**抽出テキスト**:
つくば生物ジャーナル Tsukuba Journal of Biology (2003) 7: TJB200307QA.

特集:大学説明会

参加希望者からの主な質問内容Q&A


1. 教育内容について

Q:学類の授業の特色は何か
A:生物学類の最大の特色は、一学年の学生定員80名、教官数50名と全国最大規模を誇り、学べる領域が多岐に渡っているため、学生が選択できる専門分野の数が多いことである。また生物学類は、全学で卒業生の授業に対する満足度が最も高い学類である。しかも以下の2点は他のどの大学にもない生物学類独自の極めてユニークな特色である。

  1. 基礎生物学を重要視した基礎主専攻と応用主専攻の機能生物学コース:生物学のバックボーンとなる学問分野で、多くの国立大学では改組リストラによって消滅させた系統分類学や環境生態学など、生命現象を生物集団レベルで統合的に解明していこうとする統合生物学を主体とした基礎主専攻が中核となっている。もちろん最近の伸展が目覚ましいゲノムサイエンスや遺伝情報発現系、シグナル伝達、神経生理など、分子生物学的手法を用いることで生命現象を分子レベルで分析的に解明していこうとする情報生物学が中心の機能生物学コースも充実している。
  2. 学際生物学を重要視した応用主専攻の応用生物化学コースと人間生物学コース:他大学の生物学科は組織上、数学、物理、化学、地学とともに理学部の一学科として存在するのに対し、本学では生物学科だけが生物学類として独立し、学際性を特徴とする第二学群に所属している。このアドバンテージを存分に生かしたのがこれらのコースの特色で、数学や物理学より生物学の応用分野である農学や医学との接点の方がより強い。応用生物化学コースは生化学や酵素化学、人間生物学コースはウイルス学や免疫学の講義も取り入れているのが特色である。

**提供データ**:

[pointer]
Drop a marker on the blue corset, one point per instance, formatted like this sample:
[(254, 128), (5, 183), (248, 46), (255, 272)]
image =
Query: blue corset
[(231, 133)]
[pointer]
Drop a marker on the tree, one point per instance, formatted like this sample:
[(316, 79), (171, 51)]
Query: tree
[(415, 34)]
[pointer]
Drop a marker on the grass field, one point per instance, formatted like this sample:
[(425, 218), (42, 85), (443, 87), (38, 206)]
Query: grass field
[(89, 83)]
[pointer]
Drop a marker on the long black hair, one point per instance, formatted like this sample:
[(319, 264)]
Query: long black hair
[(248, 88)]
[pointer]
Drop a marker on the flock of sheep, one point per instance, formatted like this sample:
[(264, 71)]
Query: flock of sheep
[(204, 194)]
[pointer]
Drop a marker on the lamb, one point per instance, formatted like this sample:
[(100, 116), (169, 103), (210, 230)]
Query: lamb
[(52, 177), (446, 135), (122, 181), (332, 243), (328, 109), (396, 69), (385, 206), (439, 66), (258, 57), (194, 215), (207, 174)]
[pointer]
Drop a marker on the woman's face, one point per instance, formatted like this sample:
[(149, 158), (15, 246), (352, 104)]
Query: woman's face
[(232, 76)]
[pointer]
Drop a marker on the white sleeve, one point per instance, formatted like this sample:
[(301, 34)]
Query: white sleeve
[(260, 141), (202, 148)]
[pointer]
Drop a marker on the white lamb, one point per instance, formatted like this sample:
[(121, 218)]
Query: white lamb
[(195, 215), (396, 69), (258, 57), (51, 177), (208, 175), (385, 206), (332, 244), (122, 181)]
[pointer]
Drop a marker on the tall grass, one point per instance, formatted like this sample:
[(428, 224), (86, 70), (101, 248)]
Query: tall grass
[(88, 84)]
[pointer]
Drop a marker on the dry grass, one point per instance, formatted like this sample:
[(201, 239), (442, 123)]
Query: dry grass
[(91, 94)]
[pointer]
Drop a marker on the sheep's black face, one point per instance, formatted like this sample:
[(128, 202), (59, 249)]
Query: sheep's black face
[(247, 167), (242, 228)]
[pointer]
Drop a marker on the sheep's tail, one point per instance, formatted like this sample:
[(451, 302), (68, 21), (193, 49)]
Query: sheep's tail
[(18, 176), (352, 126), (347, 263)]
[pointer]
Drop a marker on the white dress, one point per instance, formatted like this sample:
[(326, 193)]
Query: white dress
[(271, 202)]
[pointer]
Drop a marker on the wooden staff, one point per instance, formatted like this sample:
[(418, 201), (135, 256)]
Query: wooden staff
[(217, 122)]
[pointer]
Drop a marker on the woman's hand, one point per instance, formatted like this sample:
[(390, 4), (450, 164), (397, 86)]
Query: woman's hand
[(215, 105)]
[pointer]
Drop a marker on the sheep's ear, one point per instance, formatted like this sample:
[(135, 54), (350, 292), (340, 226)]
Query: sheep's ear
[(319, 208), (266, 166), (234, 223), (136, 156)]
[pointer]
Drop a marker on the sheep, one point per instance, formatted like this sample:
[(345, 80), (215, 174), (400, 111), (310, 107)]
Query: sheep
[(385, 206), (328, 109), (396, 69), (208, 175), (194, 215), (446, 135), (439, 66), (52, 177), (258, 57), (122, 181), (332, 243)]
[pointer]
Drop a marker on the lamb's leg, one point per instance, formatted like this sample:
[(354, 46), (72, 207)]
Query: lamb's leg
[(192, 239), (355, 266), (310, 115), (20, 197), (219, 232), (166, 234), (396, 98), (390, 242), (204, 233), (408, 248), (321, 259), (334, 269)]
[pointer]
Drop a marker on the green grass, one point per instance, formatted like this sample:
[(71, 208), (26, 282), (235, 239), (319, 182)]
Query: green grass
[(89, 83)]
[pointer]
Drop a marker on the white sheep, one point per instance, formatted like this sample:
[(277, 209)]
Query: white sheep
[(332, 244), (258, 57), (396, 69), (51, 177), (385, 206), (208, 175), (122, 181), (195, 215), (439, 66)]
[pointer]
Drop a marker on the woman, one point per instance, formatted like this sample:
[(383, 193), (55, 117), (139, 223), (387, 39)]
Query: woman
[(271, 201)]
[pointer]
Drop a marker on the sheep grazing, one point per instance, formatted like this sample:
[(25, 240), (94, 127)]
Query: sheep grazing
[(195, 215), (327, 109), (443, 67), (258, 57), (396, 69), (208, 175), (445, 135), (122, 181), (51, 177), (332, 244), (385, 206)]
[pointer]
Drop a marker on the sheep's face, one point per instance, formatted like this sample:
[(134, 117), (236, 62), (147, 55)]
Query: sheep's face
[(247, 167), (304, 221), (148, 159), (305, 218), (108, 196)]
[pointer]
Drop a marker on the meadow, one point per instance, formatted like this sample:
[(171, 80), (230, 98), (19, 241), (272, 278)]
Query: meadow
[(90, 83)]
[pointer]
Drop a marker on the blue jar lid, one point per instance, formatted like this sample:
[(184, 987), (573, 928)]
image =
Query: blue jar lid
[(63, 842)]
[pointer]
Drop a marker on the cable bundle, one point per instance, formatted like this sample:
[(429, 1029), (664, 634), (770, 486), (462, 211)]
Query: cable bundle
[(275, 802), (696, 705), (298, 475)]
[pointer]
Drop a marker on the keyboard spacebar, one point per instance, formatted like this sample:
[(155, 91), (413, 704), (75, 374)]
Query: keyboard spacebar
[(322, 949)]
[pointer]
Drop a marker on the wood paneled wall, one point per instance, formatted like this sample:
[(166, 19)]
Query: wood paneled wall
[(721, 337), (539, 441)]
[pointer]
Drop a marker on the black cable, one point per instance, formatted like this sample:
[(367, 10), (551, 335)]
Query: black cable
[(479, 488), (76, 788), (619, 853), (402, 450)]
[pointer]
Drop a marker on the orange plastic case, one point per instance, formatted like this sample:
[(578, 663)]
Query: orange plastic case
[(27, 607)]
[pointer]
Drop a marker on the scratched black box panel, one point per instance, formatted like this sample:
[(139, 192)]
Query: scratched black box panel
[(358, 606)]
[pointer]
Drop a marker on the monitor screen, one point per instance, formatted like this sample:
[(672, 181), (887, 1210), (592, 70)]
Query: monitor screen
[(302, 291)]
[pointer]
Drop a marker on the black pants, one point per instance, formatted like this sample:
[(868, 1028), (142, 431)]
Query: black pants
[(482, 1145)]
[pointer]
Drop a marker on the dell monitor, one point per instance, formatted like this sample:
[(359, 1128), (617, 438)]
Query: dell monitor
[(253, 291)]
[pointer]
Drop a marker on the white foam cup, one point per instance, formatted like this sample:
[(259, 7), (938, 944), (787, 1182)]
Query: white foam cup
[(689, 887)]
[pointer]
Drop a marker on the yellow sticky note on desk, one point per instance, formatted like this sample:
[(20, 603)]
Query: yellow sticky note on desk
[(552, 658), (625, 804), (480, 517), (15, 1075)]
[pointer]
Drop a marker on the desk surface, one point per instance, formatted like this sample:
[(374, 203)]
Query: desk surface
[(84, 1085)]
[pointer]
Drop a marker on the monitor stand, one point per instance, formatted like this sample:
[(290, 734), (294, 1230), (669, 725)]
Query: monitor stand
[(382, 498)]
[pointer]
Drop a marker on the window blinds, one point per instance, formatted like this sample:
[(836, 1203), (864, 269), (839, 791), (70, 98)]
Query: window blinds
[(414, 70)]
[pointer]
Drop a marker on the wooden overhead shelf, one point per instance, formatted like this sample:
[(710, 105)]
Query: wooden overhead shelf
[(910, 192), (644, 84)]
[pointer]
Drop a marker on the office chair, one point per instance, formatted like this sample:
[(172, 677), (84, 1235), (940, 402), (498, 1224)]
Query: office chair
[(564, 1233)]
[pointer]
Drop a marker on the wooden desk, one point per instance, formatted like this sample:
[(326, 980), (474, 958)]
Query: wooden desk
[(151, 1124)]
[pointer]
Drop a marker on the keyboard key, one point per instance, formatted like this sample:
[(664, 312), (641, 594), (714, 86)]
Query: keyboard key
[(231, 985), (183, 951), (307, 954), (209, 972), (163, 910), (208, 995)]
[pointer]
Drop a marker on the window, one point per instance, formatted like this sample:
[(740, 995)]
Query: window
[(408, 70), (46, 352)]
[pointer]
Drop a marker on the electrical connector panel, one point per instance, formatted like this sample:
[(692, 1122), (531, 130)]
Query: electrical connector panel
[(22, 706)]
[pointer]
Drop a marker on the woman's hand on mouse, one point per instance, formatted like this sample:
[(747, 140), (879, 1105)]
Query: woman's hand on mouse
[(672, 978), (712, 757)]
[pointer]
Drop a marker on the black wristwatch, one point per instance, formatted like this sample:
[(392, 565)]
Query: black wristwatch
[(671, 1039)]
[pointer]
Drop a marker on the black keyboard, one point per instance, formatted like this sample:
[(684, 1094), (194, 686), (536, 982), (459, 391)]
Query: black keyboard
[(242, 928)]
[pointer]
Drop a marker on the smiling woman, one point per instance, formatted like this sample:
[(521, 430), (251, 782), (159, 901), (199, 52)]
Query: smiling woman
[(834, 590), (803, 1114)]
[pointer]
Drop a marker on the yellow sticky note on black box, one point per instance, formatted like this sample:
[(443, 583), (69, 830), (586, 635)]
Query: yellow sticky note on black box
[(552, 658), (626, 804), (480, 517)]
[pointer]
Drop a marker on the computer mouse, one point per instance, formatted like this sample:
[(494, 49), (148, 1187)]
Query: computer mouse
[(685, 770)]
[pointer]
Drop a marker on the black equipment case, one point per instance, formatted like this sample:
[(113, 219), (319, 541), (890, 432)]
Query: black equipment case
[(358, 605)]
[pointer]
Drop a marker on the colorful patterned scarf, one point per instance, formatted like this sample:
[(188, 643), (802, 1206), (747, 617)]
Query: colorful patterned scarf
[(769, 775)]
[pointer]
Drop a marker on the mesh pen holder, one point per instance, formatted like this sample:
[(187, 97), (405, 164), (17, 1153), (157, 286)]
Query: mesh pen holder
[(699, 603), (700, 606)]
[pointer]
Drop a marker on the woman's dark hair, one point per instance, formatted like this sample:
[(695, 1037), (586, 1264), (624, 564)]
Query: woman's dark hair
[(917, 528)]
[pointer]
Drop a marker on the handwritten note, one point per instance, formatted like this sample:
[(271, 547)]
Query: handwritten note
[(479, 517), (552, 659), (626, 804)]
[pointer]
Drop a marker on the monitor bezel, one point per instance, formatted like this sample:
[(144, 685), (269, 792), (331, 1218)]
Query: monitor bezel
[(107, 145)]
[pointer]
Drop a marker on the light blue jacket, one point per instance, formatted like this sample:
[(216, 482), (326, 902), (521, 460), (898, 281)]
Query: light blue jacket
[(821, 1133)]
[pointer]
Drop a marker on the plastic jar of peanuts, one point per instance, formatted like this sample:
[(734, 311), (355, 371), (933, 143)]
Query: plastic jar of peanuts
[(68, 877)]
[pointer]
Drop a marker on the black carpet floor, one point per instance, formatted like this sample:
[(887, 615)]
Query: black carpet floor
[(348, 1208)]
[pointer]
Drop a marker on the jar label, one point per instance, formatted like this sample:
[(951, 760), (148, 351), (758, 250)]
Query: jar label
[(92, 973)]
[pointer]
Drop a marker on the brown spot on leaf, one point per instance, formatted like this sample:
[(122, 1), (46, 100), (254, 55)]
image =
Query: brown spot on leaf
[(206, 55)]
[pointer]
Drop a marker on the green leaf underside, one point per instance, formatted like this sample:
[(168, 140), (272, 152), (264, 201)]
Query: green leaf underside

**作業指示 1**: 抽出テキストのうち、「1. 教育内容について」を含む語句で始まり「り入れているのが特色である。」で終わる部分をそのまま引用せよ。
**作業指示 2**:
次の(a)〜(c)が抽出テキストの内容と合うかどうかを、それぞれ「はい」か「いいえ」で答え、判断の決め手となる抽出テキストの語句を原文どおり引用して添えよ。
(a) 生物学類の一学年の学生定員は80名である。
(b) 本学の生物学科は、理学部の一学科として置かれている。
(c) 人間生物学コースでは、ウイルス学や免疫学の講義も取り入れている。

**解答 1**:
1. 教育内容について

Q:学類の授業の特色は何か
A:生物学類の最大の特色は、一学年の学生定員80名、教官数50名と全国最大規模を誇り、学べる領域が多岐に渡っているため、学生が選択できる専門分野の数が多いことである。また生物学類は、全学で卒業生の授業に対する満足度が最も高い学類である。しかも以下の2点は他のどの大学にもない生物学類独自の極めてユニークな特色である。

  1. 基礎生物学を重要視した基礎主専攻と応用主専攻の機能生物学コース:生物学のバックボーンとなる学問分野で、多くの国立大学では改組リストラによって消滅させた系統分類学や環境生態学など、生命現象を生物集団レベルで統合的に解明していこうとする統合生物学を主体とした基礎主専攻が中核となっている。もちろん最近の伸展が目覚ましいゲノムサイエンスや遺伝情報発現系、シグナル伝達、神経生理など、分子生物学的手法を用いることで生命現象を分子レベルで分析的に解明していこうとする情報生物学が中心の機能生物学コースも充実している。
  2. 学際生物学を重要視した応用主専攻の応用生物化学コースと人間生物学コース:他大学の生物学科は組織上、数学、物理、化学、地学とともに理学部の一学科として存在するのに対し、本学では生物学科だけが生物学類として独立し、学際性を特徴とする第二学群に所属している。このアドバンテージを存分に生かしたのがこれらのコースの特色で、数学や物理学より生物学の応用分野である農学や医学との接点の方がより強い。応用生物化学コースは生化学や酵素化学、人間生物学コースはウイルス学や免疫学の講義も取り入れているのが特色である。

**解答 2**:
(a) はい。「一学年の学生定員80名」
(b) いいえ。「本学では生物学科だけが生物学類として独立し、学際性を特徴とする第二学群に所属している」
(c) はい。「人間生物学コースはウイルス学や免疫学の講義も取り入れている」